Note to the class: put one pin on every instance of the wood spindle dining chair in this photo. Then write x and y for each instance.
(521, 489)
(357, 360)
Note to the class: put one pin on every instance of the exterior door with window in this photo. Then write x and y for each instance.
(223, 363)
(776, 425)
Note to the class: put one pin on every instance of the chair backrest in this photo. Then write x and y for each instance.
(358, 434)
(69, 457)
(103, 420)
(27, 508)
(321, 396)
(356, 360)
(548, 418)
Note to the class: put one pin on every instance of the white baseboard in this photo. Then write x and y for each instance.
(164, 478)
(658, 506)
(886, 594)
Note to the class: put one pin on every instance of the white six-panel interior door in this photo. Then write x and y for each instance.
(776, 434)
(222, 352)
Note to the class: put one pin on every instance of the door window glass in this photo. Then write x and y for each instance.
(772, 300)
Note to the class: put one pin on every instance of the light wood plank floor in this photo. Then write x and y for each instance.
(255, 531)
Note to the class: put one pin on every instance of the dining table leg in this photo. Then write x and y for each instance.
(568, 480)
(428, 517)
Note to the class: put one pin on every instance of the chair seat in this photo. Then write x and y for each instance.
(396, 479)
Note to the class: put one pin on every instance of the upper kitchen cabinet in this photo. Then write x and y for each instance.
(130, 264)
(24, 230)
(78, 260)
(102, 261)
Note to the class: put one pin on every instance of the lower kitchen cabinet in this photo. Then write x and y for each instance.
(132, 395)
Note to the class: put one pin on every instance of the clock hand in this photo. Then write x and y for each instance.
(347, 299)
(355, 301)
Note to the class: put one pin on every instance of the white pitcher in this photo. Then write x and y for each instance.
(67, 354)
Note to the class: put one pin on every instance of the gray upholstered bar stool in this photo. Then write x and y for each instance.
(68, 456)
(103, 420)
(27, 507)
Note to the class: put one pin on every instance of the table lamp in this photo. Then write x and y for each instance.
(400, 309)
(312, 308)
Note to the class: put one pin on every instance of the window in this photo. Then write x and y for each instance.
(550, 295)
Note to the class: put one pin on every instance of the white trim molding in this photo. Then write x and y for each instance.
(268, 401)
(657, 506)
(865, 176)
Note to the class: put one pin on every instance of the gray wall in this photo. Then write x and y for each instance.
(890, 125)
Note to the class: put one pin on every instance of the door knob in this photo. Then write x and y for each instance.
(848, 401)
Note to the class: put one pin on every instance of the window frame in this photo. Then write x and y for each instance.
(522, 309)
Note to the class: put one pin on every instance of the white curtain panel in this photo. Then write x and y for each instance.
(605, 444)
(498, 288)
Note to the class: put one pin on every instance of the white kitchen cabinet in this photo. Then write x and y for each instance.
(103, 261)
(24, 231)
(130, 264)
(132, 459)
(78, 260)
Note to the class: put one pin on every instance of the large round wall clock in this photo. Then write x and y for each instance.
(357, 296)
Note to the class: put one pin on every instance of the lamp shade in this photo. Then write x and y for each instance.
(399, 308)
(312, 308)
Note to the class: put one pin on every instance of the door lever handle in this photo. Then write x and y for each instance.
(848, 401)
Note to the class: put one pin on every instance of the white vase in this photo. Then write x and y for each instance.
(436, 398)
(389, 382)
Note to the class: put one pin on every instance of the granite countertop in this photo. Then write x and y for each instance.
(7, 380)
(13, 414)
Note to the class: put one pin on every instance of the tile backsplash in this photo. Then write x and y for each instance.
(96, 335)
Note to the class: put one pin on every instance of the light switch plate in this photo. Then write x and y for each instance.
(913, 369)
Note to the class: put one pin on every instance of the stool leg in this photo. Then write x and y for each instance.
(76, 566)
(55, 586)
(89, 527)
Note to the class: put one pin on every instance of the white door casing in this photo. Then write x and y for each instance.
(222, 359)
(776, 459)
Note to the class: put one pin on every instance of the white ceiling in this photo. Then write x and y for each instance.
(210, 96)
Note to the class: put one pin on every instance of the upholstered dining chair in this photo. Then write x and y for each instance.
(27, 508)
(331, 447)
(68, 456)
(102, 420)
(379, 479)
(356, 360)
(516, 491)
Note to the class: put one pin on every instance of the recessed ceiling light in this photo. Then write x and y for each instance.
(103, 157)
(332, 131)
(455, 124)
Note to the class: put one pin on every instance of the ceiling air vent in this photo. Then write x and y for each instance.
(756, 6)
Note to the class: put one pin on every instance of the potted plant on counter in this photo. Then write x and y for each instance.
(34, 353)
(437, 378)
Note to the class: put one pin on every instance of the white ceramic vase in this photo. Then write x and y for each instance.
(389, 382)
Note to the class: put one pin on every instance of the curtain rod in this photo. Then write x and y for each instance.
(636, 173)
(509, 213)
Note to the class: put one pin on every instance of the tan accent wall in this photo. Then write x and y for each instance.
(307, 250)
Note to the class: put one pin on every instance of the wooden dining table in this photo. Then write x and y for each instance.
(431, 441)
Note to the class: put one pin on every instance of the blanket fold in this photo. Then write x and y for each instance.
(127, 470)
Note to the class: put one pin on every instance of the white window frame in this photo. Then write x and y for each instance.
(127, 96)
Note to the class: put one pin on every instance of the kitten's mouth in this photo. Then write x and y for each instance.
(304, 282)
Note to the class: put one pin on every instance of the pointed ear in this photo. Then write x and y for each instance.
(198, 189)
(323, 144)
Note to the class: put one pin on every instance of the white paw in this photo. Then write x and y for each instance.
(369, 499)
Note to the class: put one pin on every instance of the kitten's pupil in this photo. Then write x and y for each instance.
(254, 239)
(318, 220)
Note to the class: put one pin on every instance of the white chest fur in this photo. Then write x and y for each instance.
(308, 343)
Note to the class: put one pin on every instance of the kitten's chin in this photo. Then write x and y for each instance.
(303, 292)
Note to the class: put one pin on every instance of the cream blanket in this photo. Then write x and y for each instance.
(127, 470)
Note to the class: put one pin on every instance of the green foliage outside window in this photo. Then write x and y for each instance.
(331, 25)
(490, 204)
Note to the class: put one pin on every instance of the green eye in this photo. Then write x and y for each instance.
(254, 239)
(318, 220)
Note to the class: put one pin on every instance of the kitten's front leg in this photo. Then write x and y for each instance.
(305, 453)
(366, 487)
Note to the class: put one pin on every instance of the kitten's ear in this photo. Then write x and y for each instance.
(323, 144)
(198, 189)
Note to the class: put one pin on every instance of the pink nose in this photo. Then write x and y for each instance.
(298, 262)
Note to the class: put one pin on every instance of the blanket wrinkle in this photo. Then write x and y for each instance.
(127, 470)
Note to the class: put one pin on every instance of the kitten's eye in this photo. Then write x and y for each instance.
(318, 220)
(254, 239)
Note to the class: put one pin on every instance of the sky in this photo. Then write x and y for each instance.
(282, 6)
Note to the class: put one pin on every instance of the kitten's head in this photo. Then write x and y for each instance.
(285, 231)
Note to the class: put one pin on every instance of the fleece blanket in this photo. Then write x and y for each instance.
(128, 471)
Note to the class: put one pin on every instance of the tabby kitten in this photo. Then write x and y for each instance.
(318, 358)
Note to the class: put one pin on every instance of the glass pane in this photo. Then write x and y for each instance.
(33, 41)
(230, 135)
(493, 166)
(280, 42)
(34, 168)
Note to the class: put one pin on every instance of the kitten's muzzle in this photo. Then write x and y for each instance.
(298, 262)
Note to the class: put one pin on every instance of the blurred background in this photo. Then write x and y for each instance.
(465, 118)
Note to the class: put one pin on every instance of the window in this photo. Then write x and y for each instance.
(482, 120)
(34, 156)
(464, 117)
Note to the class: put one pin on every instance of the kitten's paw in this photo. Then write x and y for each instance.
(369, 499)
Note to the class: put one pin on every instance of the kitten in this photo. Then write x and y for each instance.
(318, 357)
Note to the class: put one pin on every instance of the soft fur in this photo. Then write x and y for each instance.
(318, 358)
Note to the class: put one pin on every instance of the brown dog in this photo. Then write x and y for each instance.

= = =

EXERCISE GOAL
Put the stretch from the line containing "of the blurred" through the last line into a Markdown table with two columns, "Row" and "Line", numbering each line and leaving out any blank ones.

REPLY TO THE EXERCISE
| Row | Line |
|---|---|
| 1 | Note to the class: put one pin on every instance of the blurred background in this photo. Then write x and y for each instance. |
| 2 | (465, 118) |
| 3 | Note to the class: put one pin on every instance of the window in this photo. Then write x and y for each instance. |
| 4 | (482, 120) |
| 5 | (34, 156) |
| 6 | (464, 117) |
| 7 | Note to the class: put one pin on every instance of the kitten's paw in this photo. Then write x and y for each instance. |
| 8 | (369, 499) |
| 9 | Note to the class: put one pin on every instance of the kitten in this photo. Then write x and y for each instance. |
| 10 | (318, 357) |
| 11 | Note to the class: put one pin on every instance of the soft fur in this photo. Then write x and y for each instance. |
| 12 | (318, 358) |
| 13 | Note to the class: put one pin on every instance of the brown dog in this photo. Then write x and y for each instance. |